The listing beneath should be written out in full, exactly as shown.

____ Input data

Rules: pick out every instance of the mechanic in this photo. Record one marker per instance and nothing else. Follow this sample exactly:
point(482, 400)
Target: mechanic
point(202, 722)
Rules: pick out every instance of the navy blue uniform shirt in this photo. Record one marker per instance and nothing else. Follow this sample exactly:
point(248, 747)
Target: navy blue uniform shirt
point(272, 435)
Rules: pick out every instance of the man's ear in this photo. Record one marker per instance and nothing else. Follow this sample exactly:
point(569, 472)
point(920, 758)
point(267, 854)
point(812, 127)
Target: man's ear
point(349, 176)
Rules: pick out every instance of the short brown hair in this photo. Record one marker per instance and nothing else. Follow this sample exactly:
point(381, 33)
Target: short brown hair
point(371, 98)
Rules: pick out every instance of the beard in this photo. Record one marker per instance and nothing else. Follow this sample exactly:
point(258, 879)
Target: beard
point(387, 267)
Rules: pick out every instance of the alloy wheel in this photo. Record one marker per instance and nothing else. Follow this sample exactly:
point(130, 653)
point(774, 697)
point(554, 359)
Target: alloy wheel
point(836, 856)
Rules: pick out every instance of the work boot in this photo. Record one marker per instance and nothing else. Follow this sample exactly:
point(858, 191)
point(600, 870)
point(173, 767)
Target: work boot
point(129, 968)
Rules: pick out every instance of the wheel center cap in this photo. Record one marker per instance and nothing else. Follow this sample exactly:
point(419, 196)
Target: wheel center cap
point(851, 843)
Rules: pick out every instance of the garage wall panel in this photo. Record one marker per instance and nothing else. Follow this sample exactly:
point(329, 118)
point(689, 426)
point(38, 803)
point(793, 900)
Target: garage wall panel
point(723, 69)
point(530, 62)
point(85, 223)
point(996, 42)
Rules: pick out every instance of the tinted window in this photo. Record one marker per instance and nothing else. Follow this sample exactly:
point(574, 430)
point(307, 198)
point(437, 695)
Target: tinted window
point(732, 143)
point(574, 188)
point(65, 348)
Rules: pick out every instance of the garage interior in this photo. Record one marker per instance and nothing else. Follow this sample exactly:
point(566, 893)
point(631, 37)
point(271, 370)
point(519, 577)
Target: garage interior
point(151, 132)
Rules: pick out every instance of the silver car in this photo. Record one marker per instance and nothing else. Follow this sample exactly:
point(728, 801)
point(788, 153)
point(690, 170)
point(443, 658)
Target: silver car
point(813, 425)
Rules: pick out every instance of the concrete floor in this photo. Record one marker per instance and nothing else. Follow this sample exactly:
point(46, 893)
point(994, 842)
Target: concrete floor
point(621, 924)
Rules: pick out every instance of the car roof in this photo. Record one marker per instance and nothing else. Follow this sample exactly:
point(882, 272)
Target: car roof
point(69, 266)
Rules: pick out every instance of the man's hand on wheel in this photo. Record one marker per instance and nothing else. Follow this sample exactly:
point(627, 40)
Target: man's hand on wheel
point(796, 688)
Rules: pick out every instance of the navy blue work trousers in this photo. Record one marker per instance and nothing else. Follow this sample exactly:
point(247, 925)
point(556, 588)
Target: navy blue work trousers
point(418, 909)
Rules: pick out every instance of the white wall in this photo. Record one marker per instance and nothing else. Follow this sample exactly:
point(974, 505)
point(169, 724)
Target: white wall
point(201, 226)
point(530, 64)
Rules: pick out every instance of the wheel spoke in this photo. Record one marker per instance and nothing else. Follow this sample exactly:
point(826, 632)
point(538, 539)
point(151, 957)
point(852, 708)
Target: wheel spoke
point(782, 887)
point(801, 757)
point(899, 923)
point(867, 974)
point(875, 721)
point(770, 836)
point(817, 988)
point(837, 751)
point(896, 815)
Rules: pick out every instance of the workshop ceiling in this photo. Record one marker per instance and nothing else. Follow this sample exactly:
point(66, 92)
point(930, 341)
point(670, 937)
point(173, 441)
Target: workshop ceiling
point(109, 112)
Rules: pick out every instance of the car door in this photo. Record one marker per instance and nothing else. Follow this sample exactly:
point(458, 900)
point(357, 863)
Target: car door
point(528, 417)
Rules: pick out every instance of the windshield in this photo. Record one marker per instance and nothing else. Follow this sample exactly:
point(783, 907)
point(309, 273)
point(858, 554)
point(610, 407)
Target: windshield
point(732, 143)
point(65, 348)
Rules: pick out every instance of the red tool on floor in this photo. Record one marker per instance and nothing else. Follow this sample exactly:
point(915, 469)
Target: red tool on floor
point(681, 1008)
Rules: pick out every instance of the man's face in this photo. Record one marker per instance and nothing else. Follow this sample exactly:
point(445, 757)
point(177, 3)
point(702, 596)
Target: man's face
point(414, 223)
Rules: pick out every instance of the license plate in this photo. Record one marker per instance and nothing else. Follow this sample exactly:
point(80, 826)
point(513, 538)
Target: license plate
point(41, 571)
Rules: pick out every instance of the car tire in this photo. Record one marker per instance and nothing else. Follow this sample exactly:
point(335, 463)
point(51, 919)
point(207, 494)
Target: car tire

________

= Task solution =
Rules: pick out every instance of the mechanic in this photo. Record one marker per instance and nothing else. Follow this sample exactly:
point(482, 400)
Target: mechanic
point(202, 722)
Rules: pick out every instance of the navy blue uniform shirt in this photo. Record one marker per instance and nothing else. Follow this sample exactly:
point(248, 747)
Target: navy blue uniform shirt
point(272, 435)
Rules: pick out every instance of the man's ear in this photo. Record one marker per instance and nothing else. Follow this sample exactly:
point(569, 472)
point(920, 758)
point(267, 854)
point(812, 127)
Target: man's ear
point(349, 176)
Rules: pick out every instance of the short brown hair in this photo. Record one marker per instance and nothing else. Follow this sample exactly:
point(381, 33)
Target: short brown hair
point(371, 98)
Rules: pick out every instance of the beard in this photo. Record one marker per instance and nothing else. Follow this sample exactly:
point(258, 879)
Target: beard
point(387, 267)
Rules: pick out every instance of the alloy wheel in this photo. Record one marker per instance and nothing else. Follow this sample exactly:
point(130, 653)
point(774, 697)
point(554, 359)
Target: alloy wheel
point(836, 856)
Rules: pick out every instance of the work boot in this photo. Record one marker per instance and nothing else. Follow this sample exactly:
point(858, 191)
point(600, 870)
point(173, 767)
Target: work boot
point(129, 968)
Rules: pick out every instance of the wheel center cap in this photo. Record one marker per instance and nothing else. Follow this sample exactly:
point(419, 196)
Target: wheel center cap
point(851, 843)
Rules: pick out every instance of the garage wall panel in this photo. Record one marker per instance and nothing else. Follow this sample exactly:
point(329, 118)
point(689, 426)
point(38, 803)
point(793, 900)
Target: garage wall panel
point(723, 69)
point(530, 62)
point(85, 223)
point(996, 42)
Rules: pick out every instance of the tinted window in this photo. Record one marker per instance and nothing else. Follow this sample exactly:
point(574, 430)
point(307, 198)
point(437, 695)
Target: tinted window
point(732, 143)
point(574, 188)
point(65, 348)
Rules: pick out every instance of the garage interior in this photo. Record one marker per instance and nothing else. Follow this sample exactly:
point(566, 893)
point(631, 37)
point(271, 370)
point(519, 577)
Target: garage interior
point(151, 132)
Rules: pick out every instance of the silver car in this photo. Record one marker per instance and nothing else. Follow this sample exactly:
point(728, 801)
point(788, 153)
point(690, 170)
point(443, 658)
Target: silver car
point(813, 425)
Rules: pick out every instance of the concrete floor in this photo. Record one marker per instance and nothing else. Follow this sample exactly:
point(46, 893)
point(994, 842)
Target: concrete floor
point(621, 924)
Rules: pick out every instance of the car roof in this photo. Record one marker per instance and nothing else. Follow this sample exactly:
point(882, 272)
Target: car roof
point(69, 266)
Rules: pick out every instance of the man's hand on wheel in this photo. Record one marker per instance and nothing else. Follow this sample exactly:
point(627, 40)
Target: man's hand on wheel
point(796, 688)
Rules: pick out every instance of the navy blue work trousers in this photo. Record one marker per instance and nothing else. Follow this sample exactly:
point(247, 925)
point(556, 588)
Target: navy blue work trousers
point(418, 909)
Rules: pick out every instance of the white wall in this photo. Record one marker per instance and nothing else. Follow this sample exactly:
point(974, 505)
point(169, 724)
Target: white wall
point(201, 226)
point(530, 64)
Rules: pick out every instance of the wheel spoke in this photo. Record one marker per instance and nothing else. Follow this sample exactly:
point(826, 632)
point(538, 539)
point(151, 957)
point(852, 708)
Target: wheel spoke
point(782, 887)
point(801, 757)
point(899, 923)
point(867, 974)
point(875, 721)
point(770, 836)
point(817, 988)
point(837, 751)
point(896, 815)
Rules: pick out every instance of the workshop ceiling in this photo. Record one marker per instance and nothing else. Follow this sample exactly:
point(66, 92)
point(930, 341)
point(670, 937)
point(173, 441)
Target: workshop ceiling
point(109, 112)
Rules: pick out every instance of the car door in this photo. Record one marker per instance and nothing else. Follow this sample exactly:
point(458, 900)
point(357, 863)
Target: car door
point(528, 417)
Rules: pick out every instance of the windshield in this photo. Record one marker per instance and nothing else. Follow this sample exactly:
point(783, 907)
point(309, 273)
point(858, 554)
point(610, 407)
Target: windshield
point(732, 143)
point(65, 348)
Rules: pick out every instance of the red tool on floor in this photo. Record one marker per instance and nothing else. Follow this sample exactly:
point(915, 469)
Target: red tool on floor
point(681, 1008)
Rules: pick out every instance of the man's face in this photo. Record one marker per instance and nothing else. Follow this sample exactly:
point(445, 757)
point(177, 3)
point(702, 596)
Target: man's face
point(414, 223)
Rules: pick out every instance of the license plate in this photo. Record one marker per instance and nothing else. Follow this sample exactly:
point(80, 826)
point(513, 538)
Target: license plate
point(41, 571)
Rules: pick out every instance of the car tire in this photo. Record one marker per instance and nothing else. Follow this sample exactly:
point(335, 463)
point(51, 919)
point(207, 494)
Target: car tire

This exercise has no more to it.